* **Extract to read**:
** begin **

By: Sarah Finkel By: Sarah Finkel | April 19, 2024 | Culture, Lifestyle, Style & Beauty, Feature, sports,
With 449K followers on TikTok and 256K followers on Instagram, Morgan Riddle is a tenniscore social media sensation and professional American tennis player Taylor Fritz’s girlfriend. The two have a place in Midtown Miami, where they reside when not in Los Angeles or touring Europe.
Blonde, fit and fashionable, Riddle has taken the internet by storm with her tennis tour-related inspo in the form of “get ready with me’s,” “travel with me’s,” shopping hauls, outfit low-downs and behind-the-scenes looks into the lifestyle element of the professional tennis circuit.
Not sure how to fit your over 50-pound wardrobe into a carry-on neatly and effectively? Riddle has the answer. Clueless as to how to emerge from the plane without your skin feeling crusty and musty? Riddle has the answer to that, too.
An amalgamation of tried-and-true beauty and lifestyle hacks for the busy female jetsetter, Riddle curates an audience that is not only deeply plugged in for advice, but intrigued by the voyeuristic element of her globetrotting content.
We sat down with Riddle to chat her daily routine (or lack thereof) when in Miami and hopping around the world with her professional athlete beau, her takeaway on the Miami Open and the fashion it inspires, her career as a crossover between a tennis and fashion influencer and much, much more.
What’s a typical day in the life for you?
The unique thing about my lifestyle is that I don’t really have much of a routine. We spend six months of the year in Europe and we have this divided living situation of having a place in the East Coast and having a place on the West Coast, so no day really looks the same at all.
I do try to have certain things in my everyday routine to keep me from not going absolutely insane from having my life uprooted every single week.

** end **

* **Direction 1**:
Retype part of the Morgan Riddle interview, beginning at the words "We sat down" and stopping after "much, much more.".
* **Direction 2**:
Extend the Morgan Riddle interview past its last sentence.
You will not need the records.

* **Records from a data collection**:
** begin **

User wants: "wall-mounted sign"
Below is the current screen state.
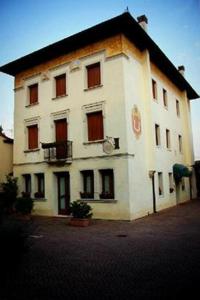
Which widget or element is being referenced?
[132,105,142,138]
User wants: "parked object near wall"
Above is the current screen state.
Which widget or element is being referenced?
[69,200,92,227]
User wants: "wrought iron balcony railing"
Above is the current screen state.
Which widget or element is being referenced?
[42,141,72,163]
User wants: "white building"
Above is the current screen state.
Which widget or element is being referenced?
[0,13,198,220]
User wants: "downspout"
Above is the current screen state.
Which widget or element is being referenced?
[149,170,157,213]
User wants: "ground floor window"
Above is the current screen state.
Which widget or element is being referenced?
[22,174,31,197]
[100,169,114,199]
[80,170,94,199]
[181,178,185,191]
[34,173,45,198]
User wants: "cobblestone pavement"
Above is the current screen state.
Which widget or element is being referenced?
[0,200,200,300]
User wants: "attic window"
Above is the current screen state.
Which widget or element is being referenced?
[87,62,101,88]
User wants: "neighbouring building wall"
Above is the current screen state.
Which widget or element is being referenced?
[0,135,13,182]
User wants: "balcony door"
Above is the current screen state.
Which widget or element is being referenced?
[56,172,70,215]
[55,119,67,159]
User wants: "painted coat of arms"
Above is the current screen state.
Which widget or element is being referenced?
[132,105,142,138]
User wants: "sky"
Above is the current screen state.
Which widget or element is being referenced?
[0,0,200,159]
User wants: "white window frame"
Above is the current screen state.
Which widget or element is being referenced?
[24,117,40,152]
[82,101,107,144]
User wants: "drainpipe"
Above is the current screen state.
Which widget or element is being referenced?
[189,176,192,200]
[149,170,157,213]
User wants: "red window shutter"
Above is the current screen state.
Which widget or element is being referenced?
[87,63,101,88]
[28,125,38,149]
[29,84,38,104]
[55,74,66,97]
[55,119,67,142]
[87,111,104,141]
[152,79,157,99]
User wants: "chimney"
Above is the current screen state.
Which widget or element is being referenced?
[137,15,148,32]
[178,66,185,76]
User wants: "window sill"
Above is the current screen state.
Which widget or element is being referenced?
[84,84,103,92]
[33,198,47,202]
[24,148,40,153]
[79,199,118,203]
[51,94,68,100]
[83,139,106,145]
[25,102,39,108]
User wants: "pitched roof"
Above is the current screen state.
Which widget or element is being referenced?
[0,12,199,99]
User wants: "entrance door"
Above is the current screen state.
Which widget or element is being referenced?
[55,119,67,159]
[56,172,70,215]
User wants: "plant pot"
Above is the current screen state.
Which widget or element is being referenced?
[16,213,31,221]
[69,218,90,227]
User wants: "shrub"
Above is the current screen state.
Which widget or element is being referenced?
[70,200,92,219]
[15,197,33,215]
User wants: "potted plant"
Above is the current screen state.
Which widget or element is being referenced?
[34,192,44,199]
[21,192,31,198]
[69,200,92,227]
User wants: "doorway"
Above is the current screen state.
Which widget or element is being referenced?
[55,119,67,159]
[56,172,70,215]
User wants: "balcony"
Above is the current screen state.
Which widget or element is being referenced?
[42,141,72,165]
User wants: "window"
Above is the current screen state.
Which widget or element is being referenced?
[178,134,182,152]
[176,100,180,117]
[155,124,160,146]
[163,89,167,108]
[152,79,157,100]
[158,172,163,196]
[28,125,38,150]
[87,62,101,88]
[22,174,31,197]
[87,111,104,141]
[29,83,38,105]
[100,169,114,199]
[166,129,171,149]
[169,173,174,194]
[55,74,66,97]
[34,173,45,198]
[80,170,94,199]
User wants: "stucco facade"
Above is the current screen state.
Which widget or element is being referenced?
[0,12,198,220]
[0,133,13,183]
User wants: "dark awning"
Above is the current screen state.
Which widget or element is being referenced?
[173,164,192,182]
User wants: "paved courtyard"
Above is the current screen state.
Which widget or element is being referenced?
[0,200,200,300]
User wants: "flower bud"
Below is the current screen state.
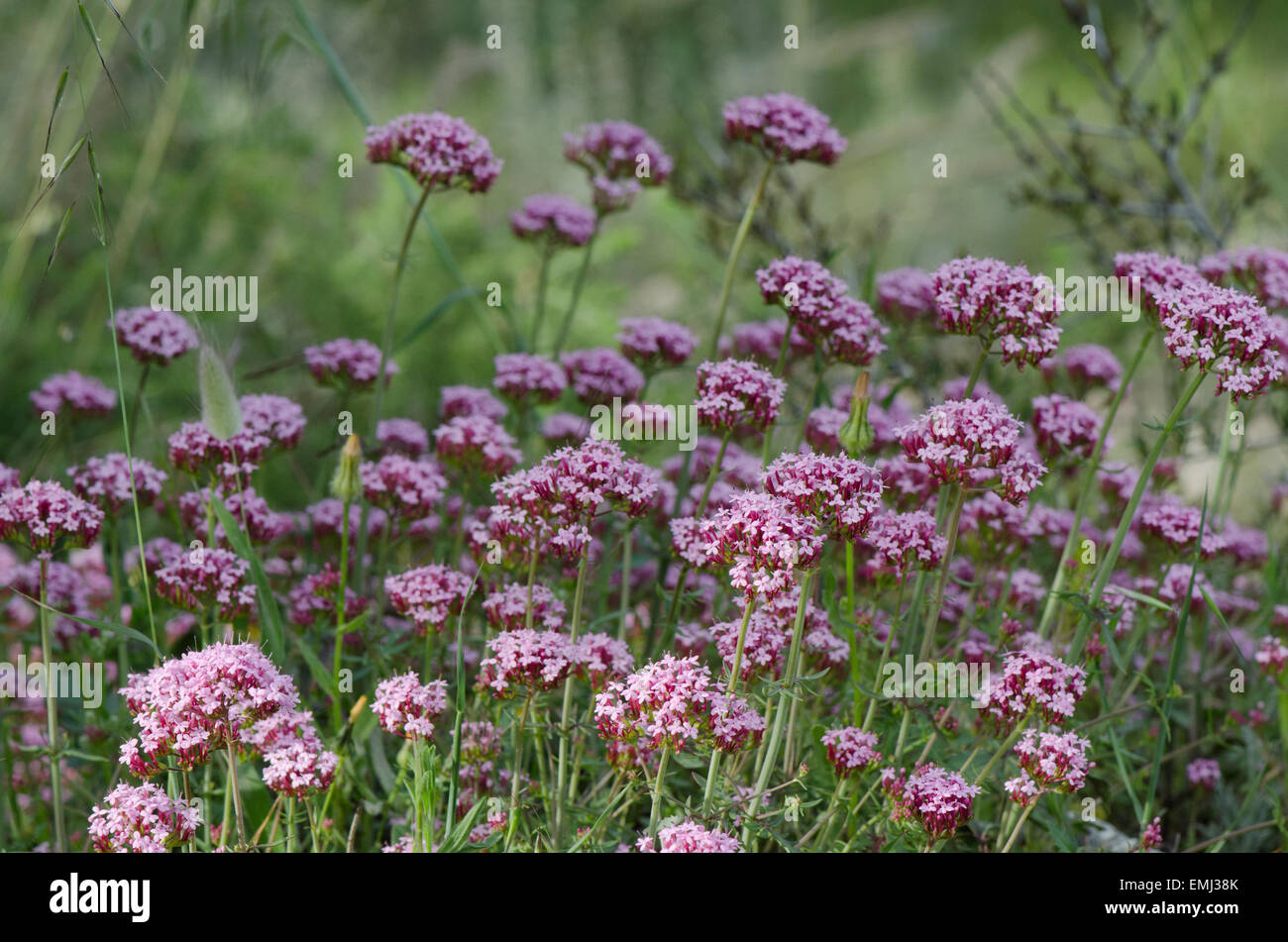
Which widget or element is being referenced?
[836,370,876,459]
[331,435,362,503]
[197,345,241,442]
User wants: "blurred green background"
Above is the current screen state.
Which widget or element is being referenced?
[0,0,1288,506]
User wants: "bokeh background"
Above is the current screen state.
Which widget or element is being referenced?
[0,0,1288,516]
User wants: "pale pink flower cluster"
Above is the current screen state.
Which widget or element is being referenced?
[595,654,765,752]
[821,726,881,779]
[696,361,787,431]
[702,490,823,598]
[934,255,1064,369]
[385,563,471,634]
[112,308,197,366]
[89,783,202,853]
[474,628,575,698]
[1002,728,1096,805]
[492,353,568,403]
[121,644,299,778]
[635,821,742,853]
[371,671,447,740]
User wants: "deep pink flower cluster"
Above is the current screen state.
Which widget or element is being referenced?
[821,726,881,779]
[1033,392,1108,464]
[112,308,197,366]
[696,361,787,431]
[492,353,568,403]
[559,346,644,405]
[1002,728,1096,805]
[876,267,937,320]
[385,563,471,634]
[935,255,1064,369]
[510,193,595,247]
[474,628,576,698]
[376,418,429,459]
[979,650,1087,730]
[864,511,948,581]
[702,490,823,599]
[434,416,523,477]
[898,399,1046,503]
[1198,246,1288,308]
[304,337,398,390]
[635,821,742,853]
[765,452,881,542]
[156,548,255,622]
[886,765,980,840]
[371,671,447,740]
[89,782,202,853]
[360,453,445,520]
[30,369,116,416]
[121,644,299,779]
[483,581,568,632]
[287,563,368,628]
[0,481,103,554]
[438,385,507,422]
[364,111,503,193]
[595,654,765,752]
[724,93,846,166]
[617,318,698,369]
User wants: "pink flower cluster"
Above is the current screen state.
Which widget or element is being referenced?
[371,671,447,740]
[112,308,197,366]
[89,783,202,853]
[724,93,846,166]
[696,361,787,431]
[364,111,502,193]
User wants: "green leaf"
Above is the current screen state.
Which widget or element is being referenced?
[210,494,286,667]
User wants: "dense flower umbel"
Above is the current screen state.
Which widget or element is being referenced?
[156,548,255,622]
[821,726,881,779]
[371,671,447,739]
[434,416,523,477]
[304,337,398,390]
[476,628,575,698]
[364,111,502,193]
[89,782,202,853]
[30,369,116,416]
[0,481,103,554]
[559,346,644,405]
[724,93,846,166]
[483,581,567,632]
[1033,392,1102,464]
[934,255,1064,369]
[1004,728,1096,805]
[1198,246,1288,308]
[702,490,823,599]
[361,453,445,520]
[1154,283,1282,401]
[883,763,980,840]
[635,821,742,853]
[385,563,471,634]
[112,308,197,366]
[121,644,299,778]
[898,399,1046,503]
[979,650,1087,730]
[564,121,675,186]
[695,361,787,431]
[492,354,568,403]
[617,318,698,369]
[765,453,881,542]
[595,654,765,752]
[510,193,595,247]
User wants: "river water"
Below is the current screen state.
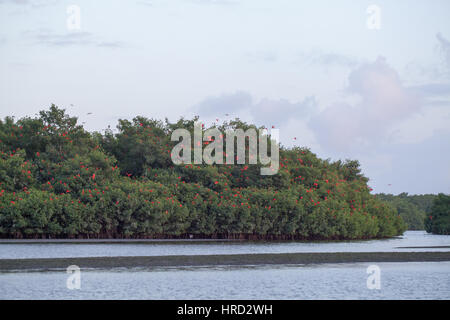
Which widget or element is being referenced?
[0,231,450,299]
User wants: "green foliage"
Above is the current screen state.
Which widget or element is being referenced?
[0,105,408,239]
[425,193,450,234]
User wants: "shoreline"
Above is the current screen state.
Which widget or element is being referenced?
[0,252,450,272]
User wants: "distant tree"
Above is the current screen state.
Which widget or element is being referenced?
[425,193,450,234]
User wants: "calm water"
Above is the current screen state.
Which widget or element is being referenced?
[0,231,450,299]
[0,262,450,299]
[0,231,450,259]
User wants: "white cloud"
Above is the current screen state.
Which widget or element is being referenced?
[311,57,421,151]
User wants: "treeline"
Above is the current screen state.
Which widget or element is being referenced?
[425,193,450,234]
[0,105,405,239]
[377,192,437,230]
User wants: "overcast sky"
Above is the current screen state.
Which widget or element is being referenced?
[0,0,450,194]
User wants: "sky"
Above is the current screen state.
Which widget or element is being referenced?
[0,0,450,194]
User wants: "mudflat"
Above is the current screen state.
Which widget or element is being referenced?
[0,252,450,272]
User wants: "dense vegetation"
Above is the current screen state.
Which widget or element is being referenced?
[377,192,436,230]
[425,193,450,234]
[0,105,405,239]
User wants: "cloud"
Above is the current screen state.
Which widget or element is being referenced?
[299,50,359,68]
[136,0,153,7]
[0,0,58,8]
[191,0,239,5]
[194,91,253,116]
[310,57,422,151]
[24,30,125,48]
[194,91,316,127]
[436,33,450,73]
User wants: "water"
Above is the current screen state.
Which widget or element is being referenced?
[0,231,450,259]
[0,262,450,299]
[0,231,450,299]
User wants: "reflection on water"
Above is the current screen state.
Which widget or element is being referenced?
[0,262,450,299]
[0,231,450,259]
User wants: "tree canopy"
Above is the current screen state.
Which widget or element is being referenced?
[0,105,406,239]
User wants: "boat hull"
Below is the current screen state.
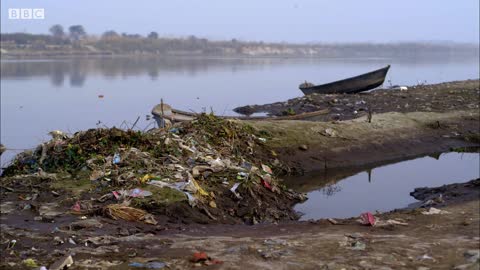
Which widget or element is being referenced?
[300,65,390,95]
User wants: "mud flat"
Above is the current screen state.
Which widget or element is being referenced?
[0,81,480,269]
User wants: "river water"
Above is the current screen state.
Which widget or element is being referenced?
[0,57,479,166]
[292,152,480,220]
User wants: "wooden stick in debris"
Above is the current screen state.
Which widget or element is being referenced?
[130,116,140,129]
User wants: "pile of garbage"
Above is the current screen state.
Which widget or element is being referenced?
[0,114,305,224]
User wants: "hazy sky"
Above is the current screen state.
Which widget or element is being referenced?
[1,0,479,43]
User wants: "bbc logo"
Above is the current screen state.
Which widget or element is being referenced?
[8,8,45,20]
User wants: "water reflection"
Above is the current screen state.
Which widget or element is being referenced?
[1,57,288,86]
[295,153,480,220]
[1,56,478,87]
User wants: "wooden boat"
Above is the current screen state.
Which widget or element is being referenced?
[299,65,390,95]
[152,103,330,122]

** end **

* **Final answer 1**:
We sat down with Riddle to chat her daily routine (or lack thereof) when in Miami and hopping around the world with her professional athlete beau, her takeaway on the Miami Open and the fashion it inspires, her career as a crossover between a tennis and fashion influencer and much, much more.

* **Final answer 2**:
I usually try to find a nearby workout studio like a Solidcore or Barry’s. I go on a lot of outdoor walks. I find my local coffee spot to kind of get into a mini routine. I love our place in Miami so much because that area is so walkable; it’s in Midtown, a five-minute walk from the Design District.
Miami is equivalent to a homebase for you outside of L.A. What is your favorite part about being back here?
We got a place a year and a half ago. The interesting thing about Miami is that there are a lot of misconceptions, that it’s the party spot and you go out to Space until 7 a.m. Since we moved to Miami, I’ve discovered that there is this crazy party life, clubs on the beach type of thing, but there’s also this health and wellness side of it which I love.
The weather is beautiful… when I see everyone in my neighborhood, I’m thinking these are the most beautiful people I’ve seen in my entire life. Everyone is so fit and up at 6 a.m. to go to their Barry’s class. The food options are super healthy to order from and walk to (I go to Pura Vida). Living a healthy lifestyle is so accessible.
What are your go-to spots?
Grutman is a big tennis fan so a lot of the times we’ll go to his restaurants and he’ll set us up with reservations. I also really like El Bagel. When I’m in L.A., there’s nowhere to find a decent bagel spot. It’s not a New York bagel, but it’s the best option I can find. There’s this Thai restaurant Phuc Yea. Date night ends up being Komodo. Our absolute favorite restaurant is COTE. We’re close with the owner and chef David Shim, and usually when we go there, he’ll set us up with the most amazing meal of my life. They have this amazing wedge salad. I like Contessa. We go to Socialista, but we’re not huge partiers.
What is Taylor’s schedule like as a professional tennis player traveling the world?
It depends on the day. A lot of times he practices twice a day, so a total of two to three hours of actual practice. He’ll do gym for an hour, then he’ll do treatment for an hour, which basically means he has his physio where they work on all his muscles.
How many weeks out of the year is Taylor not playing in a tournament?
Last year we spent 40 weeks on the road. The 12 weeks he’s home he’s still training. He gets maybe a week-and-a-half break from training every year.
What’s a day in the life adhering to Taylor’s schedule?
The only time that I’m really with Taylor is during his matches, which are a couple hours at most, but with a lot of these U.S. tournaments there will be sponsors/brands that host suites at a match. Celsius was doing an activation at the Miami Open this year and I’ve been working with them for a year and a half. There are beauty companies that host suites so I’ll do content with the brands and friends will come to the tournaments, that sort of thing.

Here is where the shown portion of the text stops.